Do this:
Reproduce nothing but the closing run of lines: the line with "Annotation task: tag one point per instance of the open" and each line that follows it to the end of the data.

Given data:
——————————

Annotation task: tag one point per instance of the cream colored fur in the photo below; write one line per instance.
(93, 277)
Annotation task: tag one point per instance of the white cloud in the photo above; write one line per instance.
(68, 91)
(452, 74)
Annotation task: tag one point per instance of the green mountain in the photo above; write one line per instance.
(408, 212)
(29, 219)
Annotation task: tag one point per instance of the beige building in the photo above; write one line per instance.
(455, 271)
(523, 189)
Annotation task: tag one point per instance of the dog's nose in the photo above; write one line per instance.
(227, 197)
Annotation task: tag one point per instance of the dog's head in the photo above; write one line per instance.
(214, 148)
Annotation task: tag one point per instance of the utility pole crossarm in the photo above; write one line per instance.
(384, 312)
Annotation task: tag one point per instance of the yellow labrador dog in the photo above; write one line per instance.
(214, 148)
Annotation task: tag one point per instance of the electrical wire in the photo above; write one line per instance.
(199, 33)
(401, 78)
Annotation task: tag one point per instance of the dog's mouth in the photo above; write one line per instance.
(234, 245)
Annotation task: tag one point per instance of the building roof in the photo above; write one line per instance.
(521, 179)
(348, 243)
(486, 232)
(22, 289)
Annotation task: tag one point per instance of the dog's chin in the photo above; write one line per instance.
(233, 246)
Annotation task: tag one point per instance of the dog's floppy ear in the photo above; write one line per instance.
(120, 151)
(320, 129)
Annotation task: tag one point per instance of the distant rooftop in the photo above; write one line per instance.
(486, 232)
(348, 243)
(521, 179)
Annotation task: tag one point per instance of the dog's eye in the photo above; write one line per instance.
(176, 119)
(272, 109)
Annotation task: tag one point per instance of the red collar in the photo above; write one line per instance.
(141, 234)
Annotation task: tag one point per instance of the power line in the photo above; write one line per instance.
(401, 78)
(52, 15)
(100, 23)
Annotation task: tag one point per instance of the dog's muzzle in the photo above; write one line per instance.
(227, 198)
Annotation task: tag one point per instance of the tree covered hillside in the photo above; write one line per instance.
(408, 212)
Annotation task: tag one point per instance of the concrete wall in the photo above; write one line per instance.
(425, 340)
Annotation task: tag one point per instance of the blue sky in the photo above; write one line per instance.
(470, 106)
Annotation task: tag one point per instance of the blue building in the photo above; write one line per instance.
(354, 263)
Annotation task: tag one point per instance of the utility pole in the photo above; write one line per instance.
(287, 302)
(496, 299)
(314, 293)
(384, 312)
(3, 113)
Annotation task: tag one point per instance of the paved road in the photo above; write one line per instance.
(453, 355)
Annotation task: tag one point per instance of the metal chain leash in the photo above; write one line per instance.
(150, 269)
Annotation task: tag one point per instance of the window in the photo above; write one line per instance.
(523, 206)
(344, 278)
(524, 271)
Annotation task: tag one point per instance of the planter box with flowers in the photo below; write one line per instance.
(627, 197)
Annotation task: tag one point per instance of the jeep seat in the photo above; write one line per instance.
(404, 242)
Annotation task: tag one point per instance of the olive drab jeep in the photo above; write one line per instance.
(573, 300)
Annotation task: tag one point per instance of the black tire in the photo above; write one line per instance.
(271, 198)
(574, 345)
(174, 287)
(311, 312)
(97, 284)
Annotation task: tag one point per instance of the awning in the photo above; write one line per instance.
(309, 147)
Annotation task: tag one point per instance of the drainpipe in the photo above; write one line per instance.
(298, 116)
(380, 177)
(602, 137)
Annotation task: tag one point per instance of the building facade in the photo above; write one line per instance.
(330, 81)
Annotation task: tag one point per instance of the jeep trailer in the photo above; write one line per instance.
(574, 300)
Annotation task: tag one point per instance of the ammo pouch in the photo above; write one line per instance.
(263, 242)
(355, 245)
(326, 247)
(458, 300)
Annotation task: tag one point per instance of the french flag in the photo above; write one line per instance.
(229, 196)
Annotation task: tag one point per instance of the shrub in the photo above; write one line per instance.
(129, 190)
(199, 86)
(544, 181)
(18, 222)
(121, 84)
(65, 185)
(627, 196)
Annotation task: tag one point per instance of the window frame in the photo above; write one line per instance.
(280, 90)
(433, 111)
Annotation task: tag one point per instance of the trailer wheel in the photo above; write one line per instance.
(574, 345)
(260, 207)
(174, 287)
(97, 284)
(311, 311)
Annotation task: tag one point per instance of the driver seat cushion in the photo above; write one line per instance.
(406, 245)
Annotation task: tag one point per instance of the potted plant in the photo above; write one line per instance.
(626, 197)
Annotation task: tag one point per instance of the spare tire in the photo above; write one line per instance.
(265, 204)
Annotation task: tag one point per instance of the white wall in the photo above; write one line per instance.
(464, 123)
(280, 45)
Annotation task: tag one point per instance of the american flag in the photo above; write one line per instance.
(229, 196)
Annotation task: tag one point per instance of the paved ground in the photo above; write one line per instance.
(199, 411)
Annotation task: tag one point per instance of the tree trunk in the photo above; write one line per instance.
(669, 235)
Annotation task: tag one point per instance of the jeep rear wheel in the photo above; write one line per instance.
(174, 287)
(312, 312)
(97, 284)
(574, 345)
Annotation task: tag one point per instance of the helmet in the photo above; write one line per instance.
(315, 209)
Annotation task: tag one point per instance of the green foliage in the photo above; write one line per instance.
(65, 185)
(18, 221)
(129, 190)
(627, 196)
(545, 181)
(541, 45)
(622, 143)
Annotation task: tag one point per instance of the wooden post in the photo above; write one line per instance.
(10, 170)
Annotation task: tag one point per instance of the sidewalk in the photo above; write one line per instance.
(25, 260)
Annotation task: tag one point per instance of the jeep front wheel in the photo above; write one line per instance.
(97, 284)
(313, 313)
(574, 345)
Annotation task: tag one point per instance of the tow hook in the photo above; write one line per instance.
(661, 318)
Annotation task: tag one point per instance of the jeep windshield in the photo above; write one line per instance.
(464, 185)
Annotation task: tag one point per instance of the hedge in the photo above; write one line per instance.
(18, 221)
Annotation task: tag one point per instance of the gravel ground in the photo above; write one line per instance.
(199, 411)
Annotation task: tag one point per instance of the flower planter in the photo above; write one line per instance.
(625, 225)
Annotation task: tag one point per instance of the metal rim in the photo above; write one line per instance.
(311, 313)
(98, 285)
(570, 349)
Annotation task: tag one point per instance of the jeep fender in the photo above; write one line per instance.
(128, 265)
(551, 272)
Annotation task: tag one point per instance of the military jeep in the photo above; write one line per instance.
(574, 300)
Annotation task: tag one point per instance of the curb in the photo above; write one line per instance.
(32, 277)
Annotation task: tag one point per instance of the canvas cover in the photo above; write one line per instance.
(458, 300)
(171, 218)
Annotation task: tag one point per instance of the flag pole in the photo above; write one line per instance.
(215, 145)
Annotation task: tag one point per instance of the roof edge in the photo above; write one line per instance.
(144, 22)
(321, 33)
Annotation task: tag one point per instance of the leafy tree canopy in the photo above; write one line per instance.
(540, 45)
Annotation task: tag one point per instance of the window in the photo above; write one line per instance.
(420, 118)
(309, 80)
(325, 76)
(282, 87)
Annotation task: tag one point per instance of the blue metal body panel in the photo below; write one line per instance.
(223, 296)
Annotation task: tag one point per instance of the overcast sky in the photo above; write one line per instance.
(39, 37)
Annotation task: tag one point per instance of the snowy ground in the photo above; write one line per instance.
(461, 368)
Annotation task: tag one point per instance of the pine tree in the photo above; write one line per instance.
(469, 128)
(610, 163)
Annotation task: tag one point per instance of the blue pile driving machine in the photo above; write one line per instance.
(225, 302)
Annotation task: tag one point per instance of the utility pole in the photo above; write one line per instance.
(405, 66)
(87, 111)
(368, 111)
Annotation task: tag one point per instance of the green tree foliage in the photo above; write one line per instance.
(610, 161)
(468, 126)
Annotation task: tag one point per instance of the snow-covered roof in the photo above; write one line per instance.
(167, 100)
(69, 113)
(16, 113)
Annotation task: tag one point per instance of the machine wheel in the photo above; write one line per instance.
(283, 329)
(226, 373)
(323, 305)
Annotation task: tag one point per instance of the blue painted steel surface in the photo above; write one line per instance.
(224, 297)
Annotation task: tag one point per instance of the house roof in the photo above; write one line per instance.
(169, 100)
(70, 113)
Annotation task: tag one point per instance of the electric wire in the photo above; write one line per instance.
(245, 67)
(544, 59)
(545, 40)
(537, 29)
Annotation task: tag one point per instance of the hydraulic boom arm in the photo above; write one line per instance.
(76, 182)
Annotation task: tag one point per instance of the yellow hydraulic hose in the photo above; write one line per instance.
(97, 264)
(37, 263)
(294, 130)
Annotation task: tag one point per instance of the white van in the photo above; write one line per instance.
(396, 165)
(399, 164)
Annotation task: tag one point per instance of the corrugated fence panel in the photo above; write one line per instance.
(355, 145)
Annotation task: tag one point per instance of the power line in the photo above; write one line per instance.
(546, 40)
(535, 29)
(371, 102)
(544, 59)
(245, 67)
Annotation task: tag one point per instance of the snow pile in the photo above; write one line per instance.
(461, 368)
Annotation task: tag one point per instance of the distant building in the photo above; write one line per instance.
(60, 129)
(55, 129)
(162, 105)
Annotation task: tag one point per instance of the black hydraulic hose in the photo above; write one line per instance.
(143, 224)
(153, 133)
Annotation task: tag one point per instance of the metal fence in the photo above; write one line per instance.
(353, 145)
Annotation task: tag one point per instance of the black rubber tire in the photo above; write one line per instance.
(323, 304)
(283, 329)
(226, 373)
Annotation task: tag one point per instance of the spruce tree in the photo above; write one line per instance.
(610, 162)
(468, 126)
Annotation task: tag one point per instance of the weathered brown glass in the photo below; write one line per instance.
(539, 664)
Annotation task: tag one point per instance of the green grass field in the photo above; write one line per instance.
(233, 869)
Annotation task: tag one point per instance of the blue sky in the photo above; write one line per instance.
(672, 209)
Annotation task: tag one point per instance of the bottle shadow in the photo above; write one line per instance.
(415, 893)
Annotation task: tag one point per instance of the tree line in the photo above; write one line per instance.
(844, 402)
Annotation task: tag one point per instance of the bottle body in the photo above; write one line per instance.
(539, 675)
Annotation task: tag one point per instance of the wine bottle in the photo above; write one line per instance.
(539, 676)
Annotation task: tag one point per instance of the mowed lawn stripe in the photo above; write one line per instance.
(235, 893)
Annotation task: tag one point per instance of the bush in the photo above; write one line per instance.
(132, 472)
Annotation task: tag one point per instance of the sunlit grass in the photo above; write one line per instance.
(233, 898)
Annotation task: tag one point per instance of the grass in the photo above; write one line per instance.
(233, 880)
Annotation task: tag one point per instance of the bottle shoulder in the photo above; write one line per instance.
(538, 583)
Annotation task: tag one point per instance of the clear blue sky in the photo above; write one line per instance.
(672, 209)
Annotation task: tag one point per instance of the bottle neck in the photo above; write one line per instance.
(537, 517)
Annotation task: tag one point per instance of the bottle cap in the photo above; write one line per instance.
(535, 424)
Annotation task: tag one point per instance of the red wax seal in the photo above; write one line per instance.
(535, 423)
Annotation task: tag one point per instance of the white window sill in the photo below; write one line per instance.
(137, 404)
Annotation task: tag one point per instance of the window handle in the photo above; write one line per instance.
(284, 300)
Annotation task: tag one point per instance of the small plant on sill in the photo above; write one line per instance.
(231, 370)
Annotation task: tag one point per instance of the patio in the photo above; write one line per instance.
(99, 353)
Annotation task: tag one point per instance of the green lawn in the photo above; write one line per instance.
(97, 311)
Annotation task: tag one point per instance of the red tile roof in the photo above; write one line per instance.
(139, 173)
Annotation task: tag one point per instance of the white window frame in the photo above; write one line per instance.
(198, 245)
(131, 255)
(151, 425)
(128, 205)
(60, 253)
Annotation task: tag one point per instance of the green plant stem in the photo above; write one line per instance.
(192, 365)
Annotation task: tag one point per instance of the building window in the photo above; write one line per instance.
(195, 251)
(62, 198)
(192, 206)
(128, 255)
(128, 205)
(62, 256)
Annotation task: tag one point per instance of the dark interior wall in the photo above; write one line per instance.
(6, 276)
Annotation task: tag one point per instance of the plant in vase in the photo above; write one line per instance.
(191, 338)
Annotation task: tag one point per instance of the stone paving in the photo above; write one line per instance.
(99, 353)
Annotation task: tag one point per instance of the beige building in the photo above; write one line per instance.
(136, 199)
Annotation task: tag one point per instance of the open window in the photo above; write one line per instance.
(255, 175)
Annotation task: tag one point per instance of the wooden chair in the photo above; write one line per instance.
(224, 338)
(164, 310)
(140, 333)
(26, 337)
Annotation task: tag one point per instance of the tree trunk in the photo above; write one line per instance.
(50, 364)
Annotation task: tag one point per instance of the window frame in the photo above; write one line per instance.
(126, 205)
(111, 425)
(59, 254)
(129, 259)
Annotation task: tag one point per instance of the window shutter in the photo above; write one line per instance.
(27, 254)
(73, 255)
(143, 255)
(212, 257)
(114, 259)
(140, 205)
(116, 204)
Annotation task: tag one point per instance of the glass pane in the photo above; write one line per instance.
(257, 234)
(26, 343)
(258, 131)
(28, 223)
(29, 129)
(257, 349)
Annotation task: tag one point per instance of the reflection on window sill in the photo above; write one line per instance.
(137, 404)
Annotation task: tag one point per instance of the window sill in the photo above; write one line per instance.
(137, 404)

——————————

Solution:
Annotation task: tag one point per instance of the open window in the photo above; write one line per instance.
(255, 175)
Annotation task: tag one point per instance of the wooden chair in the photo above; write one line per instance.
(224, 338)
(164, 310)
(140, 333)
(26, 337)
Annotation task: tag one point per instance of the tree trunk in the photo above; write one line per instance.
(50, 364)
Annotation task: tag one point per instance of the window frame in the photo above; write one line per instance.
(126, 205)
(111, 425)
(59, 254)
(129, 259)
Annotation task: tag one point per instance of the window shutter in the photo above; write one line per instance.
(27, 254)
(73, 255)
(143, 255)
(212, 257)
(114, 259)
(140, 205)
(116, 204)
Annotation task: tag one point per instance of the glass pane in the photo above; write one line per instance.
(257, 234)
(26, 343)
(258, 131)
(28, 223)
(29, 129)
(257, 349)
Annotation task: tag one point per instance of the reflection on window sill in the photo above; write one line per instance.
(137, 404)
Annotation task: tag one point per instance of the window sill in the photo above; write one line per instance.
(137, 404)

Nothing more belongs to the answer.